**WORK TO COMPLETE:**
1. In the article on COVID-19 and stock markets, what do the researchers say is highlighted by the fact that investors acted before any financial damage was observed? Answer in one to three sentences.
2. Please answer these questions on the article on COVID-19 and stock markets:
(a) In which journal is the study to be published, and in what month?
(b) Who is the lead author?
(c) Which market drivers largely influenced the Chinese SSE 180 and MSCI World indices?
3. Write the next part of the article on COVID-19 and stock markets, picking up after its final sentence.

As Covid-19 spread around the world, stock markets in individual countries took a major hit – yet stock markets in China where the disease first struck avoided significant falls – researchers at Lero, the Science Foundation Ireland Research Centre for Software, found.
A research paper Immune or at-risk? Stock markets and the significance of the COVID-19 pandemic by a Lero team based at University of Limerick confirmed that the growth in COVID-19 cases largely explained changes in stock prices, but surprisingly did not have the same impact in China or on the global index (MSCI World).
The results of the study, to be published in the Journal of Behavioral and Experimental Finance in June, suggest that the implied volatility of the respective markets, often used as a proxy for investor sentiment, played a greater role in explaining market prices than COVID-19 growth.
Lead author Niall O’Donnell said the current pandemic provides us with a unique opportunity to identify the effect that pandemics have on financial markets.
“Our findings indicate that investors began to act before any realised financial damage was observed, highlighting again the significance of investor sentiment and the expectation of returns, rather than real revisions in financial returns. We additionally find that changes in the Chinese SSE 180 index and the MSCI World index prices were not significantly explained by COVID-19 growth.
“Instead, these indices were largely influenced by conventional market drivers linked to economic growth such as crude oil, bond yield spreads and implied volatility. We theorise based on these results, that among these factors, early interventions by China may have played a role in index price fluctuations also,” added Mr O’Donnell.

**DATA EXTRACTS:**

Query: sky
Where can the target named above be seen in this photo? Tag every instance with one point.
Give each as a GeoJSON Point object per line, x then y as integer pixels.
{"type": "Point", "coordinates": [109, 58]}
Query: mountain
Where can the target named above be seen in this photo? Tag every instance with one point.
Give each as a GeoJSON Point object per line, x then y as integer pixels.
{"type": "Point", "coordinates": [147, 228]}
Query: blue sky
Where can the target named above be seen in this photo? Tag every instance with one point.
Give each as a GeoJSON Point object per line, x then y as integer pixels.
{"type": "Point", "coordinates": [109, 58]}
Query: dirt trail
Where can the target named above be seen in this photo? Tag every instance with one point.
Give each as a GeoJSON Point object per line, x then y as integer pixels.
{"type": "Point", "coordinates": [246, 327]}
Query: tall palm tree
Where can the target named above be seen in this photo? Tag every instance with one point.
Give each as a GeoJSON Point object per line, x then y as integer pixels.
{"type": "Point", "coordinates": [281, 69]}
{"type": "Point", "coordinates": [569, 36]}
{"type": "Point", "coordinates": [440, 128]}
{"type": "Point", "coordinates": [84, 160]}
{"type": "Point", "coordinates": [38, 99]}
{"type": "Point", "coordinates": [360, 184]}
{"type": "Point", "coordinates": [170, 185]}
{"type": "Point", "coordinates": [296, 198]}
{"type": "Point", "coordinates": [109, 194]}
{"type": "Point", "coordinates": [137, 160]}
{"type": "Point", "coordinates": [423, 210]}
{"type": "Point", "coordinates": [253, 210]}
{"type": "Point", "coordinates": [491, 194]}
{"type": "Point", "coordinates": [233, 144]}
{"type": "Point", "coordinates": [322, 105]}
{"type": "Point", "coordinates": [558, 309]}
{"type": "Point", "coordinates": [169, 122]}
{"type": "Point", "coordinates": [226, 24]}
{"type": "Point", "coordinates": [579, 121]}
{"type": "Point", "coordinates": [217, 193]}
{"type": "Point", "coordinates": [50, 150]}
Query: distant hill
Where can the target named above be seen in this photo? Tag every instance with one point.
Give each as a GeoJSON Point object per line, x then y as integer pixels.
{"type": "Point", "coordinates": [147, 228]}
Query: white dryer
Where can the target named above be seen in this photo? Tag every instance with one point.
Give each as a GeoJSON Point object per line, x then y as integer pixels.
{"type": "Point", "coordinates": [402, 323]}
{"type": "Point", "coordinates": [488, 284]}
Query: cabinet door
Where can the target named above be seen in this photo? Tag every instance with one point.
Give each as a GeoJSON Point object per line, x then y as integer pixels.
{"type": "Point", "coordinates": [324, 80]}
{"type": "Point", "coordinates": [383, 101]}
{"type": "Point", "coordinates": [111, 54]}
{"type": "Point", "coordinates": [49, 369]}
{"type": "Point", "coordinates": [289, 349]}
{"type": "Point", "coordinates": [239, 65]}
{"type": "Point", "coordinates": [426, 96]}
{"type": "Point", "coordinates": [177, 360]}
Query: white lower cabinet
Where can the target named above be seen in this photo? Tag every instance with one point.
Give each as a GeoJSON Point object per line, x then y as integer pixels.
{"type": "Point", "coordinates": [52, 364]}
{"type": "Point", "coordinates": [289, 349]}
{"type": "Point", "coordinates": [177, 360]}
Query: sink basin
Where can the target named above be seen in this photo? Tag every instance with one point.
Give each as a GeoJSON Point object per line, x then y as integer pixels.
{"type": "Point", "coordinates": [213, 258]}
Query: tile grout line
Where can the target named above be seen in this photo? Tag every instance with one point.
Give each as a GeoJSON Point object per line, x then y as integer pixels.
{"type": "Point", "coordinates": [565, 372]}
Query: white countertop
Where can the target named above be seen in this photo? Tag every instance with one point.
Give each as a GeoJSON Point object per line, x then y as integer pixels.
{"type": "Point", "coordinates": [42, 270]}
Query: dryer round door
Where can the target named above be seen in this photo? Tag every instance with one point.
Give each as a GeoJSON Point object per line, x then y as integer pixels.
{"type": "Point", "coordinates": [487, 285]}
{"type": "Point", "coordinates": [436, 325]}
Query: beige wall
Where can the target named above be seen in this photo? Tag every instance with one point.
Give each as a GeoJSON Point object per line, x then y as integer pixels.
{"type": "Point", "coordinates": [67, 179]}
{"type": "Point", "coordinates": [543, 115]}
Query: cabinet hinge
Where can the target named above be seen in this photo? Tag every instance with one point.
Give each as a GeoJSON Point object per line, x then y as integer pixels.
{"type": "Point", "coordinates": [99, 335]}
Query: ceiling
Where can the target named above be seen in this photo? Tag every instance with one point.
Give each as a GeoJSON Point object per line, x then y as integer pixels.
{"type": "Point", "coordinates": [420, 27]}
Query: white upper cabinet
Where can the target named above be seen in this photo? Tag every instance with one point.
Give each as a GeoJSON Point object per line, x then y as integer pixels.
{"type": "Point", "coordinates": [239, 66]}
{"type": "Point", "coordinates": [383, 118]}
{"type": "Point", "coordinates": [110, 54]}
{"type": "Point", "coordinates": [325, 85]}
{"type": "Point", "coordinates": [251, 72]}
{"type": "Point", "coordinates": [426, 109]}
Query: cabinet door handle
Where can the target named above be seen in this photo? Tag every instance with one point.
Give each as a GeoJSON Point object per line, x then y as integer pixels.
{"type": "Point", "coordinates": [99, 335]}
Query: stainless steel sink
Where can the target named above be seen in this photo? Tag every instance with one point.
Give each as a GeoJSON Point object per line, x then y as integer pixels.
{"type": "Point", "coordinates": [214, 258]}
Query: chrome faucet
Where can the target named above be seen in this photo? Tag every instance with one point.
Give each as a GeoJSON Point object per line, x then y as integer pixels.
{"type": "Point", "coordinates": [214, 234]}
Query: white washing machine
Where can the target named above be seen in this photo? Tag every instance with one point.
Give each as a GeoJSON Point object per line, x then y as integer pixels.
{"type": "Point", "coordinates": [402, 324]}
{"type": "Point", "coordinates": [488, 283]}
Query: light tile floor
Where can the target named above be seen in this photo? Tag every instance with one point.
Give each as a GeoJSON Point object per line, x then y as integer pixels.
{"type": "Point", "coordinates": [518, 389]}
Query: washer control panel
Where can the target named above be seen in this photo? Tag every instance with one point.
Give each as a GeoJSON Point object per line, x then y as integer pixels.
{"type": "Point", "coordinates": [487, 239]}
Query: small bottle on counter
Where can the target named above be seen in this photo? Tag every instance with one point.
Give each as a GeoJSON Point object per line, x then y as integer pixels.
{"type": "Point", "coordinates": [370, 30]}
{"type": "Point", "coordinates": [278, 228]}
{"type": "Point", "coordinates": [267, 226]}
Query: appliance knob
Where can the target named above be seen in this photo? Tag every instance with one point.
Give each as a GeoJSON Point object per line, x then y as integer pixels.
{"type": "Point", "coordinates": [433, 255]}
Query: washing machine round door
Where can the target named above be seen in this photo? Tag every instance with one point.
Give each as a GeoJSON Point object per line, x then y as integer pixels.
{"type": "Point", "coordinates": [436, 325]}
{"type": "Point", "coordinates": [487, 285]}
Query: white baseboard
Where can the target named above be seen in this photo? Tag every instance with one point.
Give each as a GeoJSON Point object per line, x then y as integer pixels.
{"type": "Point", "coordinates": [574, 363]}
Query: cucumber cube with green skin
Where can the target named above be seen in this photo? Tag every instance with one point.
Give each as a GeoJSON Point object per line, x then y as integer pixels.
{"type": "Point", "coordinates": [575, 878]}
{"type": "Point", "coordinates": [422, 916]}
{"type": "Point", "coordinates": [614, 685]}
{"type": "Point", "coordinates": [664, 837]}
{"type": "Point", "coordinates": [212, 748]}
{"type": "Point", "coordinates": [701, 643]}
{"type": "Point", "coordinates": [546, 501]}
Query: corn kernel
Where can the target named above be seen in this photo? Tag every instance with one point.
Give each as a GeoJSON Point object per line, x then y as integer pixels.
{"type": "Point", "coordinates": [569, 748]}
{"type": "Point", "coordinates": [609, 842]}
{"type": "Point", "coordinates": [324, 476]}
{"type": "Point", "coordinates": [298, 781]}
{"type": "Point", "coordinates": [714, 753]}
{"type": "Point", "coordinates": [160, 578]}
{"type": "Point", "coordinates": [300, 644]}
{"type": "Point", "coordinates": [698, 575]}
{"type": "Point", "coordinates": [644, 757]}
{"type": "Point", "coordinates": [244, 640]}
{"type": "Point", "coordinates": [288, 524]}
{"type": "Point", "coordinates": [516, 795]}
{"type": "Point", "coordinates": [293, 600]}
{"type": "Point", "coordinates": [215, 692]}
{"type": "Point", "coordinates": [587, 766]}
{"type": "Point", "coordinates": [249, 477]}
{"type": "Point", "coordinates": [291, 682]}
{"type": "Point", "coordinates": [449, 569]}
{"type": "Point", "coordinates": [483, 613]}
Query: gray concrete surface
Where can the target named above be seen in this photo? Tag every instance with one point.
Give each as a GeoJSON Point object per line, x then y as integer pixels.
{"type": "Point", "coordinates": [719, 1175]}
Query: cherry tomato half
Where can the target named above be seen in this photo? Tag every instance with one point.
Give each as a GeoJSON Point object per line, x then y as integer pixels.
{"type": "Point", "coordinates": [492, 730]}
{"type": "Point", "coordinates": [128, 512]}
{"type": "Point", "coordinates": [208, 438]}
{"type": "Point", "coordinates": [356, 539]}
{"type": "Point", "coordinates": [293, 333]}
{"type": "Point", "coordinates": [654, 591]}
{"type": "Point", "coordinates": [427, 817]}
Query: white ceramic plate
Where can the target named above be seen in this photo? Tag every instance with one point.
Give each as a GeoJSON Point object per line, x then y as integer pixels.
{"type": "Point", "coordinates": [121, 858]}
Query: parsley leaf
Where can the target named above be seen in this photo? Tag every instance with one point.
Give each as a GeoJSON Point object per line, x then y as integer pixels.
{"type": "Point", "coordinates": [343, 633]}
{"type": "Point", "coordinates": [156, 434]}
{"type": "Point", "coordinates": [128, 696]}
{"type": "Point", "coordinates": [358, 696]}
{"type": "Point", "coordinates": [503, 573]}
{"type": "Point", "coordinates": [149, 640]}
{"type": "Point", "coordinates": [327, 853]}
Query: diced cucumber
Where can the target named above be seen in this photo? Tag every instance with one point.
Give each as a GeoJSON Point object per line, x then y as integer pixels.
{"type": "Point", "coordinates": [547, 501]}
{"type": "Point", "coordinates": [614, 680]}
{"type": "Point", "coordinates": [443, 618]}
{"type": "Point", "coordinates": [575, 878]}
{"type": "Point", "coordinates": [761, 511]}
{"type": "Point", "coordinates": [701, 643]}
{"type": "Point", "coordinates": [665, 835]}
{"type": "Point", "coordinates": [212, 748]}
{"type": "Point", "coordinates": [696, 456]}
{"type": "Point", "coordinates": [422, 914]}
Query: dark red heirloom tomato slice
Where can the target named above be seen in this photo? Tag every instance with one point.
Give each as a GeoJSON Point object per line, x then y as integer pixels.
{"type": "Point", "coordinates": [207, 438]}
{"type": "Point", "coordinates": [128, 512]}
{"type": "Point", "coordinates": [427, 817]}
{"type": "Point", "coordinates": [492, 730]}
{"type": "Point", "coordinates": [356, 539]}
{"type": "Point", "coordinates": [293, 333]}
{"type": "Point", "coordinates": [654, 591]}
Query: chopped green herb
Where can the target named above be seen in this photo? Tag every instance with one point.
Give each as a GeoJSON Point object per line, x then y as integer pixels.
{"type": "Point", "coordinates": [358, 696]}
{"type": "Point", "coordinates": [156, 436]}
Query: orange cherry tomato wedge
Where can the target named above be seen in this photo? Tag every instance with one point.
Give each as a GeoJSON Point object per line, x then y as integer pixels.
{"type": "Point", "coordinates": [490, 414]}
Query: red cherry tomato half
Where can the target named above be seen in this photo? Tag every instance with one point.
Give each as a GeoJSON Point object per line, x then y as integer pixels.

**EXERCISE RESULTS:**
1. Investors began to act before any realised financial damage was observed. The researchers say this highlights the significance of investor sentiment and the expectation of returns, rather than real revisions in financial returns.

2.
(a) The Journal of Behavioral and Experimental Finance, in June.
(b) Niall O'Donnell.
(c) Conventional market drivers linked to economic growth, such as crude oil, bond yield spreads and implied volatility.

3.
The research team point out that global stock market losses of $16 trillion were observed in less than a month as the pandemic took hold and as fears rose of a worldwide recession.
Lero’s Dr. Barry Sheehan, a co-author on the study and course director of the MSc in Machine Learning for Finance programme at UL’s Kemmy Business School, said: “Our analysis into the determinants of global stock market indices as COVID-19 spread provides valuable insights into the evolving market dynamics and price drivers during times of crisis and uncertainty.”
Dr. Darren Shannon, also of Lero and UL, said the work carried out by the team found that markets in Spain, Italy, the UK, and the USA were found to be negatively and significantly related to the total number of COVID-19 cases. This occurred despite controlling for other market drivers.
“However, COVID-19 cases did not significantly influence the sharp fall and subsequent rise of the Chinese SSE 180 index. Instead, fluctuations in market prices were explained by trading volumes, Brent crude oil price, implied market volatility, among other factors. Similarly, COVID-19 cases did not significantly influence the MSCI World index,” he added.